- _TASK ITEM_:
When a line of the records below contains the string "woman", copy that whole line.

- _RECORDS_:
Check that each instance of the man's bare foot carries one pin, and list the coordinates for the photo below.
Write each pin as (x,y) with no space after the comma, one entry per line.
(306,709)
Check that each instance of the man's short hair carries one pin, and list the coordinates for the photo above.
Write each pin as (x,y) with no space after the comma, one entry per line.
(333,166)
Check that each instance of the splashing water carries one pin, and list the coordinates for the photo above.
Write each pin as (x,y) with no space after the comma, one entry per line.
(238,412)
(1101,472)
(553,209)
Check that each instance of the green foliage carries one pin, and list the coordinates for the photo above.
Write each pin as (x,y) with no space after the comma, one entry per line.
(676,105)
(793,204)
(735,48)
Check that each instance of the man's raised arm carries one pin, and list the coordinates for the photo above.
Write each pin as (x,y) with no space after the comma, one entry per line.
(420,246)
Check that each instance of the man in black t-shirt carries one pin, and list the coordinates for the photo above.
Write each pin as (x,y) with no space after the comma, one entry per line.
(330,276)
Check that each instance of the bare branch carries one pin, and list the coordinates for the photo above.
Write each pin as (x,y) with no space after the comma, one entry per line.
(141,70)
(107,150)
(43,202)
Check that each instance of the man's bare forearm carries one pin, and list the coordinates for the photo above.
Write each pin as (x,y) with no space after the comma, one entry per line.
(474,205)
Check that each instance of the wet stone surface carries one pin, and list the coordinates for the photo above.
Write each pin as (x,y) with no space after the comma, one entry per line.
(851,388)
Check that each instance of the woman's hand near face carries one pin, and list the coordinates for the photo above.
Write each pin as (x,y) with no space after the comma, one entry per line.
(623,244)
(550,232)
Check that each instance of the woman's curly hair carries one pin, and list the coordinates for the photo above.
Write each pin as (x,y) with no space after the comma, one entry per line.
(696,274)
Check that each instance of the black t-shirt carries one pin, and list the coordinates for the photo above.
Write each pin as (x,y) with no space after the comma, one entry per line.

- _TASK SOLUTION_:
Check that each instance of the woman's hand near face carries one pin, and list the coordinates for the photo above.
Check that each instance of the woman's curly hair carries one pin, and list the coordinates for the photo above.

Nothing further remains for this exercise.